◆ **TEXTE À LIRE**:
::::::::::

L'essentiel de l'action se passe lors de la Fête des Morts dans l'imaginaire République de Santa Fé de Terre Ferme, au bord de l'océan Pacifique. Une rébellion vient d'éclater contre le caudillo local, le clownesque Santos Banderas, hostile à la réforme agraire voulue par les Indiens et rejetée par les colons d'origine espagnole — les gachupins — et les intérêts étrangers, miniers et financiers. Dans le même temps, les exécutions capitales qu'ordonne allègrement Banderas font plisser le nez de certains diplomates, le yankee en tête. Toute la brochette diplomatique est savoureuse dans la description qu'en donne le romancier, particulièrement l'ambassadeur d'Espagne, aristocrate stylé fin de trace, entiché de son caniche autant que de son giton maquillé.

::::::::::

◆ **CONSIGNE A**:
Identifiez chaque ligne du listing ci-dessous qui contient la chaîne « column », en tenant compte de la casse, et recopiez ces lignes.

::::::::::

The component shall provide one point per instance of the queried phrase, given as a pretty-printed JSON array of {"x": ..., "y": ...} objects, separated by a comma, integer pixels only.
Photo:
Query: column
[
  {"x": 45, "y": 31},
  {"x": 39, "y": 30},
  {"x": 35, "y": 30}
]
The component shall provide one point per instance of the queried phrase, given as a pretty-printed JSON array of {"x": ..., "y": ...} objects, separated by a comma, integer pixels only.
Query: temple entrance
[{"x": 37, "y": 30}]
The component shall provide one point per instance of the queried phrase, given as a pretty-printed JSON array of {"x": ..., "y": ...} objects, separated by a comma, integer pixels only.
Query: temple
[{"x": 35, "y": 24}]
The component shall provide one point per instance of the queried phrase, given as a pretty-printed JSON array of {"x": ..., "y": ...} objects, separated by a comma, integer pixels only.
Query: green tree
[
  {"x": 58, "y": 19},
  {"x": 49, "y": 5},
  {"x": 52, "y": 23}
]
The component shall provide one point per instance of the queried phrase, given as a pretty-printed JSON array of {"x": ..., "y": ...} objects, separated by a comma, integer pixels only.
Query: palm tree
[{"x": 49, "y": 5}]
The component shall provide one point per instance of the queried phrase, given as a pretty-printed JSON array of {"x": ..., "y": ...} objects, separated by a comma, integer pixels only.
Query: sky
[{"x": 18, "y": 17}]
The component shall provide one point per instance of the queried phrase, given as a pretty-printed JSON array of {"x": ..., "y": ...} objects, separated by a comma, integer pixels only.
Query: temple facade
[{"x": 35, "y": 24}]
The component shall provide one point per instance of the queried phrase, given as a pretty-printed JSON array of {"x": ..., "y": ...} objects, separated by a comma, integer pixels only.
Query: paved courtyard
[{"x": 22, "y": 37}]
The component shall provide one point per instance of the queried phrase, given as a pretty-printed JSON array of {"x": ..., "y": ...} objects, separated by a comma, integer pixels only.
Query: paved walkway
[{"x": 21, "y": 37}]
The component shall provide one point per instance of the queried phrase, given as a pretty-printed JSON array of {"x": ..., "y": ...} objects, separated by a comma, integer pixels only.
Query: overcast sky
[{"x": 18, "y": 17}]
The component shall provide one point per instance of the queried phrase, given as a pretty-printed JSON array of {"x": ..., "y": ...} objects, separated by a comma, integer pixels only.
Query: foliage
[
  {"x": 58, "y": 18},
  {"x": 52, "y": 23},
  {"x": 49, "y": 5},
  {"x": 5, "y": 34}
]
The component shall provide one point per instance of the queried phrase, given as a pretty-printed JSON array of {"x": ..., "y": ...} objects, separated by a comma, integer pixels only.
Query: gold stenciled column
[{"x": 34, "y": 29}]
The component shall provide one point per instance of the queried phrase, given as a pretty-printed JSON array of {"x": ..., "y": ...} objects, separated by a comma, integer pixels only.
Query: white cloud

::::::::::

◆ **CONSIGNE B**:
Renvoyez, sans la moindre modification, la portion du texte à lire qui commence aux mots « L'essentiel de l'action » et s'arrête après les mots « son giton maquillé. ».

◆ **RÉPONSE COMPLÈTE A**:
Query: column
Query: gold stenciled column

◆ **RÉPONSE COMPLÈTE B**:
L'essentiel de l'action se passe lors de la Fête des Morts dans l'imaginaire République de Santa Fé de Terre Ferme, au bord de l'océan Pacifique. Une rébellion vient d'éclater contre le caudillo local, le clownesque Santos Banderas, hostile à la réforme agraire voulue par les Indiens et rejetée par les colons d'origine espagnole — les gachupins — et les intérêts étrangers, miniers et financiers. Dans le même temps, les exécutions capitales qu'ordonne allègrement Banderas font plisser le nez de certains diplomates, le yankee en tête. Toute la brochette diplomatique est savoureuse dans la description qu'en donne le romancier, particulièrement l'ambassadeur d'Espagne, aristocrate stylé fin de trace, entiché de son caniche autant que de son giton maquillé.